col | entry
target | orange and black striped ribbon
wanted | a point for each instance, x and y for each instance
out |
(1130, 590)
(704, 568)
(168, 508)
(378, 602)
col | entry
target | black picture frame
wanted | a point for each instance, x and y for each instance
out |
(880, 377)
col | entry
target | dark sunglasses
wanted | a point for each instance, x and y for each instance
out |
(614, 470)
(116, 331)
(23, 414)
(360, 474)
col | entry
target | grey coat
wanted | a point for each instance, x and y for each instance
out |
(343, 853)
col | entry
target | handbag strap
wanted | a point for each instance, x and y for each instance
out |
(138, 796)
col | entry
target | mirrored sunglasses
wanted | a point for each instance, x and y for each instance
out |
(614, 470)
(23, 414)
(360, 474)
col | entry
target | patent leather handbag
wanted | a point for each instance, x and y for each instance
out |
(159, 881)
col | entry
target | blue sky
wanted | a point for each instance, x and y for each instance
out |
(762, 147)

========================================

**The problem:**
Please return every line above that contains the string "handbag". Case counts.

**Task output:**
target | handbag strap
target | patent leather handbag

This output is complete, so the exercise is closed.